- _Task item_
Take the whole listing and reproduce it exactly, pictures excepted.

#### Data for review ####

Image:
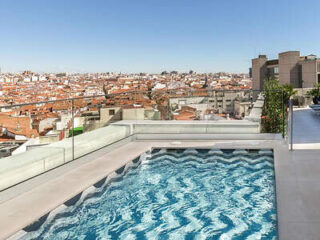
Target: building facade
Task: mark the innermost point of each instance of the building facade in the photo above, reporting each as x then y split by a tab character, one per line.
289	68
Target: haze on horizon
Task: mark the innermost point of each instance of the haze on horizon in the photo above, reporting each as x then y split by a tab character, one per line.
152	36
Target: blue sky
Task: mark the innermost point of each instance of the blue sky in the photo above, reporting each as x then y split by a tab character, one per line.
152	35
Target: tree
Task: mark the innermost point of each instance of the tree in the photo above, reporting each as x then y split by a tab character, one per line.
272	111
288	92
315	92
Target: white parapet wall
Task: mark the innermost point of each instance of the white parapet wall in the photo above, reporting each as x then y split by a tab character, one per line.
192	127
22	166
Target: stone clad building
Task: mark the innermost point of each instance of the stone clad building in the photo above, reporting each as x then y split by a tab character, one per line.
289	68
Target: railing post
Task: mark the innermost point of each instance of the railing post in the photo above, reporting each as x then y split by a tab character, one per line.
291	124
72	107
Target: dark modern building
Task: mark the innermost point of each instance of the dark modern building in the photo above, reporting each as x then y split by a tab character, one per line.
289	68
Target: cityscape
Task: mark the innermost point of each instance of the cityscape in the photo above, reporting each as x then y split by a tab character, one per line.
51	121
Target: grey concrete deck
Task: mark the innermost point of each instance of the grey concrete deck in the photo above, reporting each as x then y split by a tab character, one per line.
306	129
297	185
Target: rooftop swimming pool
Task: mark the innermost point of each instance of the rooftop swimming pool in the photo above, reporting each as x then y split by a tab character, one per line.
173	194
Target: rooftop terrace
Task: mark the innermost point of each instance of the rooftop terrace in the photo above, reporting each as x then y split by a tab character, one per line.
37	181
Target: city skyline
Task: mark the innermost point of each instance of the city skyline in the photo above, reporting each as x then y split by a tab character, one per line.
152	37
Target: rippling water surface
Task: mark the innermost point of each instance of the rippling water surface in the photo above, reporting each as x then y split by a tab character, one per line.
178	194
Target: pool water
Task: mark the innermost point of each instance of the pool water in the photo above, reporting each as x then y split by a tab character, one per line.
178	194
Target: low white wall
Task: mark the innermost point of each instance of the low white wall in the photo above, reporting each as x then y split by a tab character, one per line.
20	167
199	127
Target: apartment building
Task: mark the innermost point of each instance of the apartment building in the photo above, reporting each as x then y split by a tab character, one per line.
289	68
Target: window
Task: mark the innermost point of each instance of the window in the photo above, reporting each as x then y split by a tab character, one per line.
111	112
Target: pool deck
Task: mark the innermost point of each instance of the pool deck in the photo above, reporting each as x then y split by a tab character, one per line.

####

- _Answer box_
Image:
Target: building facade
Task: mark the innermost point of each instance of the building facade in the photo above, reporting each as x then y split by a tab character, one per line.
289	68
Target: haze on horizon
Task: mark the innermost point of each instance of the haze on horizon in the photo above, reporting each as x then y split by a tab character, one per line.
152	36
Target: blue sky
Task: mark the innermost point of each instance of the blue sky in the photo above, reporting each as x then y split by a tab character, one per line.
152	35
Target: tree
Task: mark the innermost point of each instance of the tree in the photo above, reporting each as x then y split by a tab character, one per line.
272	111
288	92
315	92
Target: white parapet wall
Task: mark the innermost point of each instance of the white parapet wall in the photo above, reporting each as x then y split by a tab character, one per line.
192	127
22	166
Target: stone clad building
Task: mark the innermost point of each instance of the stone clad building in the photo above, reporting each as x then y split by a tab character, one per line.
289	68
Target: railing post
Task: mark the innermost point of each instance of the railing post in the photo above, reporting each as x then y split by a tab character, one per line.
291	124
72	107
Target: dark modern building
Task: mark the innermost point of each instance of the dark modern building in the photo above, reporting each as x then y split by a tab character, one per line.
289	68
Target: cityscape
Task: mark the innermost point of each instance of the cityscape in the photo above, reporting each as x then y split by a tab character, one per line.
51	121
Target: grey concrete deck
Task: mark the innermost point of each instance of the grey concrete deck in the photo above, reporting each as x then y split by a tab character, one per line.
306	129
297	185
Target: rooftop swimming pool
Task: mark the innermost point of each instance of the rooftop swimming pool in the photo above, reporting each as x then y split by a tab character, one per line.
173	194
Target: rooftop terrace
Task: mark the innermost point of each instance of the rooftop terrace in the photo above, reporting each as x then y split by a tab character, one per line.
37	181
Target: city skyline
Task: mark the innermost point of each instance of the city skyline in the photo above, reporting each as x then y split by a tab character, one per line.
152	37
Target: rippling water surface
Task: mark the innermost point of each instance of the rippling water surface in the photo above, reporting each as x then y split by a tab character, one per line.
178	194
Target: pool water
Task: mark the innermost point of each instance of the pool water in the photo above, reporting each as x then y split by a tab character, one per line.
178	194
Target: low white wall
Task: mark the innermost point of each instance of the low white wall in the photo above, reporting each as x then y split by a tab character, one per line.
20	167
199	127
Target: apartment building
Task: mark the innermost point of each instance of the apartment building in the photo above, reporting each as x then y split by a tab character, one per line.
289	68
Target: window
Task: mark the innermost point of each instance of the window in the photo above, reporting each as x then y split by a tab character, one per line.
111	112
Target: pool deck
Task: mark the innermost point of each instance of the pool deck in the photo above, reporting each as x then y split by a tab character, one per line.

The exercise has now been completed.